# [Problem to solve]
Quote, word for word, every line starting at the line that contains "cabinet, I would be grateful." and ending with the last line of the records; include both of these lines and no others.

# [Supplied material]

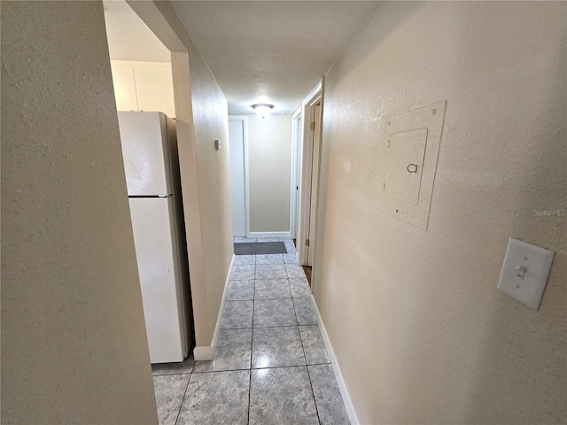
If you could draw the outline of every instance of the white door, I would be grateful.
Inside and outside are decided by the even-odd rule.
[[[172,197],[131,197],[130,216],[151,363],[183,361],[185,329]]]
[[[159,112],[118,112],[128,194],[173,193],[166,116]]]
[[[229,117],[232,228],[235,236],[246,236],[245,117]]]

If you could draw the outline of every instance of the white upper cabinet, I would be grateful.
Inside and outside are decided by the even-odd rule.
[[[113,64],[112,68],[116,109],[119,111],[137,111],[138,101],[136,94],[134,68]]]
[[[118,111],[160,112],[175,117],[171,64],[111,62]]]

# [Worked solution]
If you could draw the outline of every instance of the white upper cabinet, I would be grateful.
Inside and outside are decided by the even-odd rule.
[[[113,64],[112,68],[116,109],[119,111],[137,111],[138,101],[136,94],[134,68]]]
[[[118,111],[160,112],[175,117],[171,64],[111,62]]]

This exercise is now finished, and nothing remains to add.